**YOUR ASSIGNMENT**
Nothing other than an exact copy of the records should be returned.

**ENTRIES SUPPLIED**

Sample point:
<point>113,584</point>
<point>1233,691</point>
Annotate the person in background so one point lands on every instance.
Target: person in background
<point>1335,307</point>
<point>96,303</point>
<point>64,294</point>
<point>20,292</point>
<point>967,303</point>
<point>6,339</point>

**FINISHED EXERCISE**
Sample point:
<point>113,584</point>
<point>1233,691</point>
Annotate the person in background so one point lands on every instance.
Target: person in background
<point>1335,307</point>
<point>96,303</point>
<point>64,294</point>
<point>20,292</point>
<point>967,303</point>
<point>6,339</point>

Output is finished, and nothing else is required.